Start of PAGE

Author: Ulrik Stig Hansen and Eric Landau | c.2022 Harvard Business Review
Today, companies everywhere are generating unprecedented amounts of data. While data has always grown naturally as a byproduct of economic and business activity, these days, as more and more of our personal and work lives take place online, humans are creating an abundance of data daily. In fact, 90% of all the world’s internet data has been created since 2016.
For more than a decade, only the so-called FAANG companies (Facebook, Apple, Amazon, Netflix, and Google) were in the position to take advantage of collecting vast amounts of data at scale. For these companies, data is the prime product and inherent to their value proposition, so they invested early in AI teams, servers, network infrastructure, and more. Such intensive resource allocation was nearly impossible for non-tech companies that had other pressing expenditure and outlay demands.
More recently, cloud computing platforms, improvements in general tooling, and the democratization of machine learning models has brought advanced data capabilities within reach for more companies. At the end of 2021, over half of all companies had adopted artificial intelligence in at least one business function, and more than a quarter of all companies report at least 5% of their EBITDA was attributable to AI adoption. Mass-produced machine learning models are ubiquitous.
This is a significant change. With AI tools, non-tech companies can use the data they already have to improve sales, logistics, and operations in general ways.
Getting the right tools isn’t enough, however. To gain long-term profits and a competitive edge, companies need to optimize their data — and learn to use it strategically. Their leaders should prioritize developing data processes as a core component of the business. To do so, they should take the following actions.

End of PAGE

▸ DIRECTION 1
Count the lines of the entries that contain the string "plow", treating case as significant, and reply with the number alone.
The article and the entries have nothing to do with each other.

Start of RECORD EXCERPTS

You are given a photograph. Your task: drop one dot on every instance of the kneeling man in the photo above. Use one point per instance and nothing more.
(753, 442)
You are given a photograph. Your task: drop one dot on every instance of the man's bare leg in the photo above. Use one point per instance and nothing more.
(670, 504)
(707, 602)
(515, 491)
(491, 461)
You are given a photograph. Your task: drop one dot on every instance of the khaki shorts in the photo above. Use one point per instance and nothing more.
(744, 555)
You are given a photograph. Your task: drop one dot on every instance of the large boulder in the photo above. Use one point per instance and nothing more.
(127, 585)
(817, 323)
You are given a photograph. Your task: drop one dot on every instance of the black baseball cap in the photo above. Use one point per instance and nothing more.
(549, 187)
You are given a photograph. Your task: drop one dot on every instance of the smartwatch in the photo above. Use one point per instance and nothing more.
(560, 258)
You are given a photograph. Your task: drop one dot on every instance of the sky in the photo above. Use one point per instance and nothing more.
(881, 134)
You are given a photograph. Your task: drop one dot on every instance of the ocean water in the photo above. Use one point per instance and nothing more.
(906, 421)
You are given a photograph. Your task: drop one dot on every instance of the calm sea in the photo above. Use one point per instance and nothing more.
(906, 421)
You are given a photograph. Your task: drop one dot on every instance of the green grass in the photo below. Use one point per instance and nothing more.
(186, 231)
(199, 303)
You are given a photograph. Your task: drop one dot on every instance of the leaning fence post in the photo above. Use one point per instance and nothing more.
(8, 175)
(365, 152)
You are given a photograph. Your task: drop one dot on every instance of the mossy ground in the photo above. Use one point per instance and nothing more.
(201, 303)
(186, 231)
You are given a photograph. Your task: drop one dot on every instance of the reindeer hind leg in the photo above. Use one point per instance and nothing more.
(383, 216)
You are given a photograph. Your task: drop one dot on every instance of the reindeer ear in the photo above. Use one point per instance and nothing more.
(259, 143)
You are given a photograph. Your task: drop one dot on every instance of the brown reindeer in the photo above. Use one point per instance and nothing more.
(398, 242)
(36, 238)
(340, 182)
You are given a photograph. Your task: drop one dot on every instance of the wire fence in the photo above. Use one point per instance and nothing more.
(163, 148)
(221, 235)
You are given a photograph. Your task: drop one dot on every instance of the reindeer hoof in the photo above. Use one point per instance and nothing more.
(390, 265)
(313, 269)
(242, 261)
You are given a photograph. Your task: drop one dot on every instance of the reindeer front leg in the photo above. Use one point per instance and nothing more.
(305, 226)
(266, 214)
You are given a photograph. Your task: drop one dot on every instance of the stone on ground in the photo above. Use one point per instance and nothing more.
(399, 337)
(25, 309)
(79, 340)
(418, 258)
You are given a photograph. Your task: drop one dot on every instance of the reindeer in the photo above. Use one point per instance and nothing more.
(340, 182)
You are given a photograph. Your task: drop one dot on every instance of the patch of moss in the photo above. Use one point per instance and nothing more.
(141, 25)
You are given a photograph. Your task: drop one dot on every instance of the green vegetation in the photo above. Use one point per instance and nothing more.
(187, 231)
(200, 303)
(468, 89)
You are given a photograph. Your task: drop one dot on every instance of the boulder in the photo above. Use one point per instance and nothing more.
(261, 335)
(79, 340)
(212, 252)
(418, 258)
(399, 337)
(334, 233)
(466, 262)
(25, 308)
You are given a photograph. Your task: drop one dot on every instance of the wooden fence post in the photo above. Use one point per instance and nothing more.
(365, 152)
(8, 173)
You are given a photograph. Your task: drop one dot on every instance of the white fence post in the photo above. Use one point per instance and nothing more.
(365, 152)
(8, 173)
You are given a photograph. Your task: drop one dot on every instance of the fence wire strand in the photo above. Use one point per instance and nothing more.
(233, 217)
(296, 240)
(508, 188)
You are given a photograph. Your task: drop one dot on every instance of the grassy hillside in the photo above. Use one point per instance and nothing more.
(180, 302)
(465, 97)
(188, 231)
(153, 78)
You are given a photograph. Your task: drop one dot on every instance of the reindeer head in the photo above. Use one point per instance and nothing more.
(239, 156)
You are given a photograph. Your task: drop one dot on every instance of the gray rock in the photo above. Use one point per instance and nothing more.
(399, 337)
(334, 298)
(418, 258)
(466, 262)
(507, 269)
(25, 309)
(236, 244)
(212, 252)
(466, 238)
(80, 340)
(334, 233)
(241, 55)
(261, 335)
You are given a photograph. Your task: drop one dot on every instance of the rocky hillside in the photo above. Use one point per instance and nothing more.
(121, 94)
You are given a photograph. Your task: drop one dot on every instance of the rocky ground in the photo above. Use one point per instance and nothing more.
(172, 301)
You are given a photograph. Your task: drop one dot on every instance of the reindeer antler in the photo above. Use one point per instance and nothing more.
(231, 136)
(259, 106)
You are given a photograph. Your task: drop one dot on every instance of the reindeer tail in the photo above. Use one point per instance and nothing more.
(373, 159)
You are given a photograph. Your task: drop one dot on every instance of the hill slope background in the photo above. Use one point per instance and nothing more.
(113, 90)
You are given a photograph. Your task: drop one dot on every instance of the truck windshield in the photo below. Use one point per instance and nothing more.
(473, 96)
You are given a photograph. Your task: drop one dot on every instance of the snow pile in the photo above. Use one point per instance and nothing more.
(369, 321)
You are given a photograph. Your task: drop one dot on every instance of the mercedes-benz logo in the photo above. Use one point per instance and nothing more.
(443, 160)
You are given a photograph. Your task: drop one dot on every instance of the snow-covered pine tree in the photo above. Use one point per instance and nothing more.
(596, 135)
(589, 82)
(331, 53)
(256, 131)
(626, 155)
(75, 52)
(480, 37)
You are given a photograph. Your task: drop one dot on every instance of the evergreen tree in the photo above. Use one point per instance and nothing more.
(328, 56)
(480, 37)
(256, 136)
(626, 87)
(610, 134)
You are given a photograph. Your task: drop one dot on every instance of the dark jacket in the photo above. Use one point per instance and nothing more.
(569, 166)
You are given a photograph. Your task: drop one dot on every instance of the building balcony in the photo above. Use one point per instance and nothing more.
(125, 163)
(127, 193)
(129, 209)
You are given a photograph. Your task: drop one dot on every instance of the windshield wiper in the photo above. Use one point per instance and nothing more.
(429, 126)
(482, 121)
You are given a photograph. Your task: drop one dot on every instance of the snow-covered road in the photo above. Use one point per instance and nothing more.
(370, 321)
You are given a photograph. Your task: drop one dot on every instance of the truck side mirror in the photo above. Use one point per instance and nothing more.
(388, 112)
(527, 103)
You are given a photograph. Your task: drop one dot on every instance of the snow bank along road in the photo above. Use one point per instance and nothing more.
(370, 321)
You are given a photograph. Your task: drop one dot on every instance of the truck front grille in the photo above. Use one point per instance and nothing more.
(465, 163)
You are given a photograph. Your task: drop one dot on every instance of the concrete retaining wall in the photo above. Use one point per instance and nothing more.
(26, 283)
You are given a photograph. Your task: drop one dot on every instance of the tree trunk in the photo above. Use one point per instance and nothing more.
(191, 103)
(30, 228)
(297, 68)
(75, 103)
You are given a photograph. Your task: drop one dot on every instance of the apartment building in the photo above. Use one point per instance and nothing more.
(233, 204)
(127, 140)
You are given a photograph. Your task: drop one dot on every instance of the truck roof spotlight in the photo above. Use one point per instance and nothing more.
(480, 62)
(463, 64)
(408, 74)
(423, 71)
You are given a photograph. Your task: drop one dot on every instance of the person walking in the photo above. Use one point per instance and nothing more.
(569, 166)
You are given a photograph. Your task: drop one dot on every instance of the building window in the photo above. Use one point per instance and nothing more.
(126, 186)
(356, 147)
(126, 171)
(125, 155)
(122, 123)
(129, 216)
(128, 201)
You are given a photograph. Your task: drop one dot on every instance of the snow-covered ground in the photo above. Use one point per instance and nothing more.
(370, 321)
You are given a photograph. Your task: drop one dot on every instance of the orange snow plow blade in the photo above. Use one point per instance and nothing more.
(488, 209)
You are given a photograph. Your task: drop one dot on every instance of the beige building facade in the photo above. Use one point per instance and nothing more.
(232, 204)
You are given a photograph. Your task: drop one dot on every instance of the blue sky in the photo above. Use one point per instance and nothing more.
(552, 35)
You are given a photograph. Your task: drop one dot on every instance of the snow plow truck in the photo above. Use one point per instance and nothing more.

End of RECORD EXCERPTS

▸ DIRECTION 2
Reproduce the stretch of the article on company data from "This is a significant" through "in general ways.".

▸ CORRECT OUTPUT 1
2

▸ CORRECT OUTPUT 2
This is a significant change. With AI tools, non-tech companies can use the data they already have to improve sales, logistics, and operations in general ways.